◆ **SELECTED PASSAGE**:

***

Merck & Co. and Dynavax Technologies said today they will study cancer immunotherapy combinations of Dynavax’s toll-like receptor 9 (TLR9) agonist candidate SD-101 separately with two Merck drugs—the marketed Keytuda® (pembrolizumab), and investigational anti-interleukin-10 (anti-IL-10) immunomodulator MK-1966.

The value of the two clinical trial collaboration agreements was not disclosed.

The immunotherapies will be assessed in multiple studies expected to be launched in the second half of this year. The studies will be designed to evaluate the safety and efficacy of:

  • Combining SD-101 with Keytruda in patients with advanced melanoma, in a Phase Ib/II, multicenter, open-label trial.
  • Combining SD-101 with MK-1966 in patients with solid or hematological malignancies, in a Phase I trial.

“Our interest in working with Merck on these clinical collaborations was propelled by the synergistic activity we have seen when SD-101 is combined with checkpoint inhibitors in preclinical models,” Dynavax CEO Eddie Gray said in a statement.

Dynavax has agreed to sponsor and fund the SD-101 and Keytruda study, while Merck has agreed to sponsor and fund the SD-101 and MK-1966 study. The agreements include provisions allowing the companies to extend either collaboration to include a Phase III clinical trial.

SD-101 is designed to mediate anti-tumor effects by triggering both innate and adaptive immune responses, including the induction of high levels of Type 1 interferon to stimulate recruitment of T-cells.

A second-generation, TLR9 agonist CpG-C class oligodeoxynucleotide, SD-101 is designed to activate multiple anti-tumor activities of innate immune cells, and activate plasmacytoid dendritic cells to stimulate T cells specific for antigens released from dying tumor cells. SD-101 is the subject of several Phase I/II oncology studies intended to assess its preliminary safety and activity.

MK-1966 is designed to block the activity of IL-10, which is known to down-modulate the immune activation required to kill tumor cells in the tumor microenvironment. Effects of down-modulation include decrease in cytokine production, upregulation of T regulatory cell activity and downregulation of antigen presenting cell activity. According to Merck, preclinical data has shown that co-administration of an anti-IL-10 with a TLR9 agonist may provide clinical benefit in treating some cancers.

Keytruda is a humanized monoclonal antibody that works by blocking interaction between PD-1 and its receptor ligands, PD-L1 and PD-L2—thus increasing the immune system’s ability to fight cancer in cells that produce the pigment responsible for color in the skin.

Keytruda—which won FDA approval in September 2014—is indicated for patients with unresectable or metastatic melanoma and disease progression following treatment with ipilimumab and, for patients who are BRAF V600 mutation positive, a BRAF inhibitor. Keytruda has been approved for intravenous infusion over 30 minutes every three weeks at a dose of 2 mg/kg.

According to Merck’s pipeline, last updated on the company’s website May 1, Keytruda is being investigated both as a monotherapy and in combination with other drugs in more than 100 clinical trials, across more than 30 tumor types and enrolling more than 16,000 patients.

Keytruda is under review in Europe for advanced (unresectable or metastatic) melanoma, as both first-line therapy and in previously treated patients. On May 22, Merck disclosed that the drug received a recommendation of approval for that indication from the Committee for Medicinal Products for Human Use (CHMP) of the European Medicines Agency. The positive opinion was based on data from more than 1,500 patients with advanced melanoma treated with Keytruda as monotherapy in three studies.

Keytruda is also under clinical studies for additional indications that include gastric cancer (Phase II), bladder cancer (Phase III), head and neck cancer (Phase III), and non-small cell lung cancer (Phase III).

***

Please answer these questions from the Merck and Dynavax article:
(a) Which company will sponsor and fund the SD-101 and MK-1966 study?
(b) In what month and year did Keytruda win FDA approval?
(c) How many patients with advanced melanoma supplied the data behind the CHMP's positive opinion?
None of the material that follows has any bearing on this text.

◆ **SOURCE DATA**:
***

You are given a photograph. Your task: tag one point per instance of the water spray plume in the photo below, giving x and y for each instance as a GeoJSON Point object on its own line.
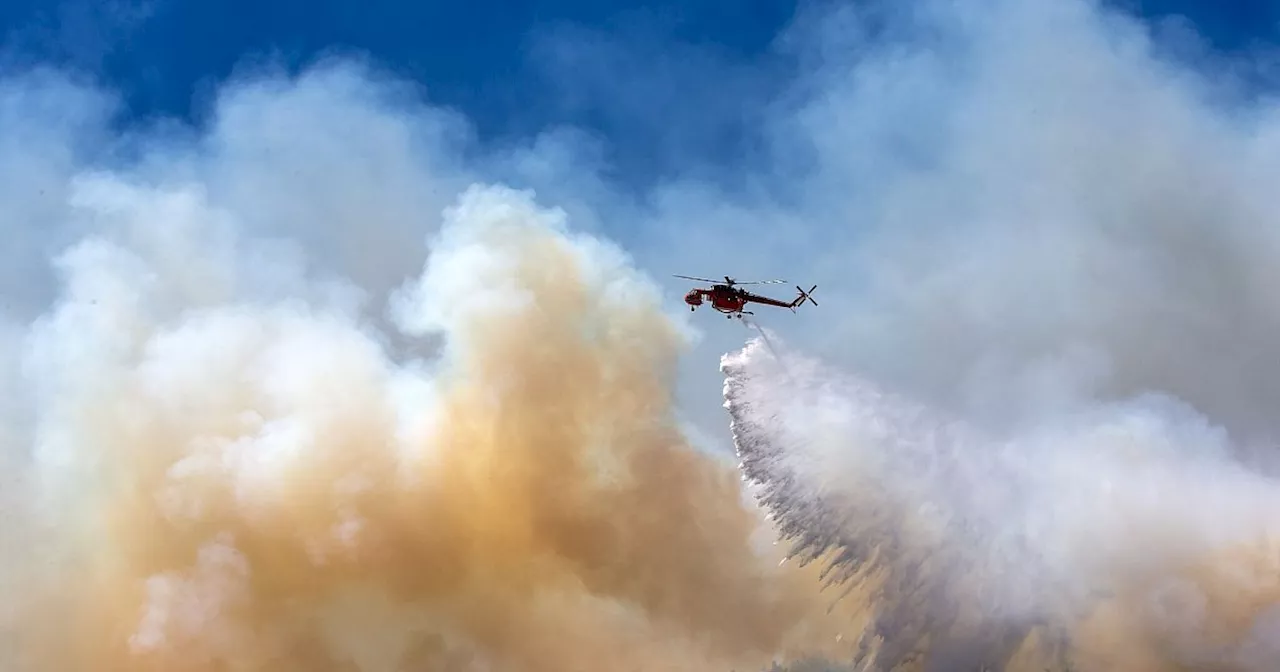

***

◆ **RESULT OF THIS EXERCISE**:
(a) Merck
(b) September 2014
(c) More than 1,500